OBJECTIVE 1: In the mailing list post, what kind of object does the Image Capture API's getFrame() method return?
OBJECTIVE 2: Return the mailing list post's passage from "- From: Rob" up to and including "feedback welcome 8)".
OBJECTIVE 3: Resume the mailing list post on the MediaStream Image Capture and Recording APIs from where it stops.

SOURCE EXCERPT:
____________
- From: Rob Manson <roBman@mob-labs.com>
- Date: Thu, 05 Sep 2013 12:50:38 +1000
- To: "public-media-capture@w3.org" <public-media-capture@w3.org>
Hi all,
I have a question about the relationship between the MediaStream Image
Capture API[1] and the MediaStream Recording API[2][3]...so I guess this
is to Travis, Jim and Giri but all feedback welcome 8)
More specifically I'm interested in the two different types of Image
Stream Processing pipelines these two different APIs create - this is
related to "3.3 Find the ball assignment" in the MediaStream Capture
Scenarios doc[4]...(but more scenarios related to this are coming from
the Augmented Web CG soon too).
From tracking the evolution of the Image Capture and Recording APIs I
think you could fairly paraphrase to say that in the context of Image
Stream Processing pipelines:
A - The MediaStream Image Capture API provides a single shot getFrame()
method that is designed to be used within a setTimeout() or
requestAnimationFrame() style event loop and it returns an ImageData
object.
NOTE: See the feedback from the WG members on the list about this event
loop decision[5].
____________
DATA SEGMENT:
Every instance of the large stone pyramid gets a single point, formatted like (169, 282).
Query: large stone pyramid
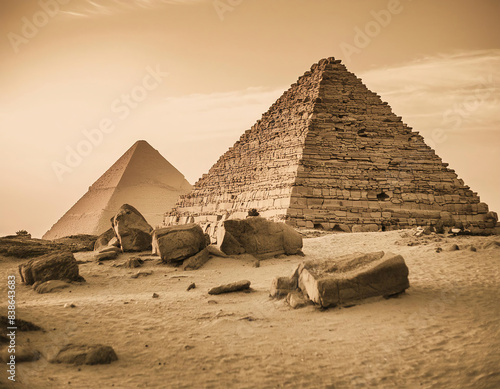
(330, 154)
(141, 177)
____________
RESULT 1: An ImageData object.

RESULT 2:
- From: Rob Manson <roBman@mob-labs.com>
- Date: Thu, 05 Sep 2013 12:50:38 +1000
- To: "public-media-capture@w3.org" <public-media-capture@w3.org>
Hi all,
I have a question about the relationship between the MediaStream Image
Capture API[1] and the MediaStream Recording API[2][3]...so I guess this
is to Travis, Jim and Giri but all feedback welcome 8)

RESULT 3:
B - The MediaStream Recording API provides a way to setup an event based
callback handler that is called whenever the "ondataavailable" event
fires and it returns a Blob object. The size of the Blob can be
controlled so only one or a few frames could be extracted in a timeslice.
NOTE: Also notice the secondary Blob->Typed Array pipeline that's needed
in this case as described in point 1 here[6].
"Blob is returned to the ondataavailable callback. ArrayBuffer is
created from Blob using FileReader. Typed array A is created from
ArrayBuffer."
So my question is, for web apps that want to do compute intensive Image
Stream Processing (e.g. feature detection, object recognition, gesture
recognition, general computer vision, etc.) what is the recommended
pipeline approach - A or B?
If it's A then there are a few other questions that come up. e.g.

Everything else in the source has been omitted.